[Records from a data source]

◆ ◆ ◆ ◆

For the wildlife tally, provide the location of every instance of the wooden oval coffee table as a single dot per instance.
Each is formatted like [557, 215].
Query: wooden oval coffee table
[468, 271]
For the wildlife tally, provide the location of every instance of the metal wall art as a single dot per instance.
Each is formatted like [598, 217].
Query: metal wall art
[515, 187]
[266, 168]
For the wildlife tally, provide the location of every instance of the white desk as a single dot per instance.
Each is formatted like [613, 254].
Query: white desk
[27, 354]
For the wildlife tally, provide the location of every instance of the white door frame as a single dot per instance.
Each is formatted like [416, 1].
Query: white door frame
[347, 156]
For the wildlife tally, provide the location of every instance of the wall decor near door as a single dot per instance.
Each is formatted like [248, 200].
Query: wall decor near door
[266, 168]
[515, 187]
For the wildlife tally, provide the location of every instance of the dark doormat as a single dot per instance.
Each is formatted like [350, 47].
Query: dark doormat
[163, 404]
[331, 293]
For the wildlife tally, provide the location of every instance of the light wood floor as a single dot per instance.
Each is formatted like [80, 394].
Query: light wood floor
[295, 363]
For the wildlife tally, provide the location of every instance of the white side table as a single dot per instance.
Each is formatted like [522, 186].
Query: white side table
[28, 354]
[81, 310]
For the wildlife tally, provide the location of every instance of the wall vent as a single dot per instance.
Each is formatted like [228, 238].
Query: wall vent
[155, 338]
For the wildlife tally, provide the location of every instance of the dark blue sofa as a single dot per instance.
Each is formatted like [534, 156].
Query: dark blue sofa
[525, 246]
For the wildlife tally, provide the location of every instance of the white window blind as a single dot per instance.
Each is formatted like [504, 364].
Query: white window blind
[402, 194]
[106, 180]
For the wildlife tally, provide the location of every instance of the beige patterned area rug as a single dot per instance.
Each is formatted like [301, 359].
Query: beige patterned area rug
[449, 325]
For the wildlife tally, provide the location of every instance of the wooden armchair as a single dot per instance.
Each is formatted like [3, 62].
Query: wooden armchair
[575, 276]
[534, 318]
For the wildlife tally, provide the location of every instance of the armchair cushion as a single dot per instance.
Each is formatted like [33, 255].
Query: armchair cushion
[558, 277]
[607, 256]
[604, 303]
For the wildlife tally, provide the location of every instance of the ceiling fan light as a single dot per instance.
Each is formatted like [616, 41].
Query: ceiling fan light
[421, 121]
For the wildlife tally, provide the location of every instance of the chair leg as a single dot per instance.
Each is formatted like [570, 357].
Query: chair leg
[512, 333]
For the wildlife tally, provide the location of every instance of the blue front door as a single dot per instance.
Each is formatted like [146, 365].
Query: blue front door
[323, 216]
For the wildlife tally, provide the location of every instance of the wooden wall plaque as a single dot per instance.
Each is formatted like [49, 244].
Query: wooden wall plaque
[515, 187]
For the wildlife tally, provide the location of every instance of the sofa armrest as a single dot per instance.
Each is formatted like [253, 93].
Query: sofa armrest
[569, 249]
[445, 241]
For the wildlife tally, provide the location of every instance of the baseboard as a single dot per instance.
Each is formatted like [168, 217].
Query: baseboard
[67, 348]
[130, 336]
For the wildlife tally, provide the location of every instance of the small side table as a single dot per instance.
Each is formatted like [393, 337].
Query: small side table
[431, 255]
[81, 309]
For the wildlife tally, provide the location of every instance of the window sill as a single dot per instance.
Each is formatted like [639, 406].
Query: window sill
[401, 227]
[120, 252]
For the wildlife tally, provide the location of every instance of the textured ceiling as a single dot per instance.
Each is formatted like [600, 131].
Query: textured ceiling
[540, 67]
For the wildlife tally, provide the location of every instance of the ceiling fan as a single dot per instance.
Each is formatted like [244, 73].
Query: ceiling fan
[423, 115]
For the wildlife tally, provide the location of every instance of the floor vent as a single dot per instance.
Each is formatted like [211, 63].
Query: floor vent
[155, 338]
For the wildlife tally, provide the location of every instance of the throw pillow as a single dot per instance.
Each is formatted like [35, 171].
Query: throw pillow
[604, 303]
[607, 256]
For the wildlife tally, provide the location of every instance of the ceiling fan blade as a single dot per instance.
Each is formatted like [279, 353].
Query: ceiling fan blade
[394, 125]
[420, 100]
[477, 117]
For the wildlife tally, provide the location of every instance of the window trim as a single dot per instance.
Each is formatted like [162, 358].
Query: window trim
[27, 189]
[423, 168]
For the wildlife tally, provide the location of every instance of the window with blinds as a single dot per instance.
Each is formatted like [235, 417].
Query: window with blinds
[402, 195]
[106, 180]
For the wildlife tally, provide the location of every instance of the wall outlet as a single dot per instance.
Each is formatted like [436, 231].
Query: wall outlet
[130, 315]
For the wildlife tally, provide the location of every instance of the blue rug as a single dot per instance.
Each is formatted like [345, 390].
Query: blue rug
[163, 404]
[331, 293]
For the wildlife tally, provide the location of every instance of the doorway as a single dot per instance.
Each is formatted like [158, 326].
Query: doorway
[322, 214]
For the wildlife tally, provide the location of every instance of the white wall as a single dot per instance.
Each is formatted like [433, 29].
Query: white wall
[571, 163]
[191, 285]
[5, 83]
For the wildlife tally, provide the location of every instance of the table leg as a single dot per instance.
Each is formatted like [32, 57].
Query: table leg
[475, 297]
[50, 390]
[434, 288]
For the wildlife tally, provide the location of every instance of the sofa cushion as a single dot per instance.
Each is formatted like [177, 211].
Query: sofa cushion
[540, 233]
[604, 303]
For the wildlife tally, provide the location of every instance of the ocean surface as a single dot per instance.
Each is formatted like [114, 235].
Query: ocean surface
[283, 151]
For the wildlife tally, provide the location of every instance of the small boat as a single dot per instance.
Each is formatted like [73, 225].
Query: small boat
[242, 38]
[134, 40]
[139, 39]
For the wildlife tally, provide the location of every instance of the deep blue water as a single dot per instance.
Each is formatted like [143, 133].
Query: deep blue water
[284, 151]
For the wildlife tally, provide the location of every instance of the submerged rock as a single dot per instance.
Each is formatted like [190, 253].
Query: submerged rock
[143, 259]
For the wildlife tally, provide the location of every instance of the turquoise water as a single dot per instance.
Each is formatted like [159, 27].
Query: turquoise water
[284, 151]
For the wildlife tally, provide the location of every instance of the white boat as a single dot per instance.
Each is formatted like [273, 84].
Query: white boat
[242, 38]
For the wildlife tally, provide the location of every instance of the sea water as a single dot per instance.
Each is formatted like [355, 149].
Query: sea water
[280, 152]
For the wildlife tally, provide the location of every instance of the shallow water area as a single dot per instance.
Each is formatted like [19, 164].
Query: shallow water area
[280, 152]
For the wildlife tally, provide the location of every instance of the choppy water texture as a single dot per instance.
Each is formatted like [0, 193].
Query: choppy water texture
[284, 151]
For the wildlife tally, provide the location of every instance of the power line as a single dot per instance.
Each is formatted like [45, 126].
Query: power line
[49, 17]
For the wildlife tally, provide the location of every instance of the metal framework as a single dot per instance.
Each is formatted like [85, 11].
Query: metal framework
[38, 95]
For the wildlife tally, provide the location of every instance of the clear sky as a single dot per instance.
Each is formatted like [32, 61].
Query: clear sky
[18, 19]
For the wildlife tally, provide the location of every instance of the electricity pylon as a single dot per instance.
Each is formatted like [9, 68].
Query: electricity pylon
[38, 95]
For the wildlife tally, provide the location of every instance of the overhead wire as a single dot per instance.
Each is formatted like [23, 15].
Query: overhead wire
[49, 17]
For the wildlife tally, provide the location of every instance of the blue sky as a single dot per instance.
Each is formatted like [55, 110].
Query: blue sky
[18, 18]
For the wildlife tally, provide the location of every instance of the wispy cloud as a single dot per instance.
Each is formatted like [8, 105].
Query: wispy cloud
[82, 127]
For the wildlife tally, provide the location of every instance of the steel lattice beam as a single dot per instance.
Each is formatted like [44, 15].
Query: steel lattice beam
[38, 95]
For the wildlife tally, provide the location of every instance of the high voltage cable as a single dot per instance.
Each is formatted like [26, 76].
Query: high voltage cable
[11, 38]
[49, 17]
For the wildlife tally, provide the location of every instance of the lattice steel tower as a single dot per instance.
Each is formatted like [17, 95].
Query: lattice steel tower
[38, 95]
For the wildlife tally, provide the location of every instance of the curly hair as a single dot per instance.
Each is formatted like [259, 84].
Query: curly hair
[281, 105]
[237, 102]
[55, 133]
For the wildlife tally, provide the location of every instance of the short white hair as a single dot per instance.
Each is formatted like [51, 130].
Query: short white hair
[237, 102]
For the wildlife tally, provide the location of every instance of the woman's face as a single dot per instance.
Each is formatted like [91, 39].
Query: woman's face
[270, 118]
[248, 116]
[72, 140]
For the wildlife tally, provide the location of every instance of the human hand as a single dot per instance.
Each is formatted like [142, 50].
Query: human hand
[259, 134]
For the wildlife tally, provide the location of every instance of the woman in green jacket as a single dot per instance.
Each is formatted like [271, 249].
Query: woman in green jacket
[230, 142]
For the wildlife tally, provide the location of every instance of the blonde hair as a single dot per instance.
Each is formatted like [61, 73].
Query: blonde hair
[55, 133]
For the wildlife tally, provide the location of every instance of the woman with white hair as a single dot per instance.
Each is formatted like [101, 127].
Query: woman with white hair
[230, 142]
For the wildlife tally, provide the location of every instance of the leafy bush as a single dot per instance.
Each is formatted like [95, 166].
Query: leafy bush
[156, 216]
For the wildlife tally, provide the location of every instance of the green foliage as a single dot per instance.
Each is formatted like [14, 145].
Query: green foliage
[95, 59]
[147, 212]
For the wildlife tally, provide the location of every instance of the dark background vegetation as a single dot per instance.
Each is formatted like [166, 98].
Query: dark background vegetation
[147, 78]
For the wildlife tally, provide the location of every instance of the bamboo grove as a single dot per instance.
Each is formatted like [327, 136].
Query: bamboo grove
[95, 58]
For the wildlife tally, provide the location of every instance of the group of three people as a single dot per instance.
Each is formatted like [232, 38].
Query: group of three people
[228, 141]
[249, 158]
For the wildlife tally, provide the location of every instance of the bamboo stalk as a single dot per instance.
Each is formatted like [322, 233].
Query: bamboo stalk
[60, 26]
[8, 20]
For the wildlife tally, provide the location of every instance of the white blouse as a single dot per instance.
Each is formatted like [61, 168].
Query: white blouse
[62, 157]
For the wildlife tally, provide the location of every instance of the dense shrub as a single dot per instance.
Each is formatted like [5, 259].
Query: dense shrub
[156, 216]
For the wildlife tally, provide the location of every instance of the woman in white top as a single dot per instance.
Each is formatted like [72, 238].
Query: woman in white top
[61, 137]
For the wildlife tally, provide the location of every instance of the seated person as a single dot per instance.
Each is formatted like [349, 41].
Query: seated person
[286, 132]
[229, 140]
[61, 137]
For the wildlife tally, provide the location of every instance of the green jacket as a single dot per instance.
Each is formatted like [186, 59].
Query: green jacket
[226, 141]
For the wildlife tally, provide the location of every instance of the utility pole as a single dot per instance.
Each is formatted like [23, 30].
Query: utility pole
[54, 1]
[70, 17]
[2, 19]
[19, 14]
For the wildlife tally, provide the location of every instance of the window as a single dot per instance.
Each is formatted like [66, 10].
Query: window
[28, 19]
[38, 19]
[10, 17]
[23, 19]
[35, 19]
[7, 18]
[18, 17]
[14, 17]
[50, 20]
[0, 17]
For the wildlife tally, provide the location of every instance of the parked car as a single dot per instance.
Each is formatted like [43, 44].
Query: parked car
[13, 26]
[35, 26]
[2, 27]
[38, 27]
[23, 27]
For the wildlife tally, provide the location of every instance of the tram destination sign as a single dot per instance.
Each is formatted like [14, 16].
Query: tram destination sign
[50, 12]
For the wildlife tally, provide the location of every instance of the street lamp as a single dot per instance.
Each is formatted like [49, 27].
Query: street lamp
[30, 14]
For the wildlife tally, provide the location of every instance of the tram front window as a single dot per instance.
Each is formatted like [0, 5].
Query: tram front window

◆ ◆ ◆ ◆

WHAT IS EXPECTED: Return the lines above, from the one containing "the green jacket" to the end, exactly as they stand.

SOLVED EXERCISE:
For the wildlife tally, provide the location of every instance of the green jacket as a single dot per instance.
Each is formatted like [186, 59].
Query: green jacket
[226, 141]
For the wildlife tally, provide the location of every instance of the utility pole as a single dot per instance.
Each is formatted like [23, 30].
Query: utility pole
[54, 1]
[70, 17]
[2, 19]
[19, 14]
For the wildlife tally, provide the location of every instance of the window as a single dot per instance.
Each is formatted like [66, 10].
Query: window
[28, 19]
[38, 19]
[10, 17]
[23, 19]
[35, 19]
[7, 18]
[18, 17]
[14, 17]
[50, 20]
[0, 17]
For the wildlife tally, provide the location of every instance of the parked car as a single dot per instance.
Each is formatted like [43, 44].
Query: parked car
[13, 26]
[35, 26]
[2, 27]
[38, 27]
[23, 27]
For the wildlife tally, provide the location of every instance of the tram destination sign as a single dot per instance.
Each is formatted like [14, 16].
Query: tram destination sign
[50, 12]
For the wildlife tally, provide the location of every instance of the street lamp as a single dot per instance.
Each is formatted like [49, 27].
Query: street lamp
[30, 14]
For the wildlife tally, provide the location of every instance of the tram front window as a single dot per instance.
Each is formatted like [0, 5].
Query: tram front window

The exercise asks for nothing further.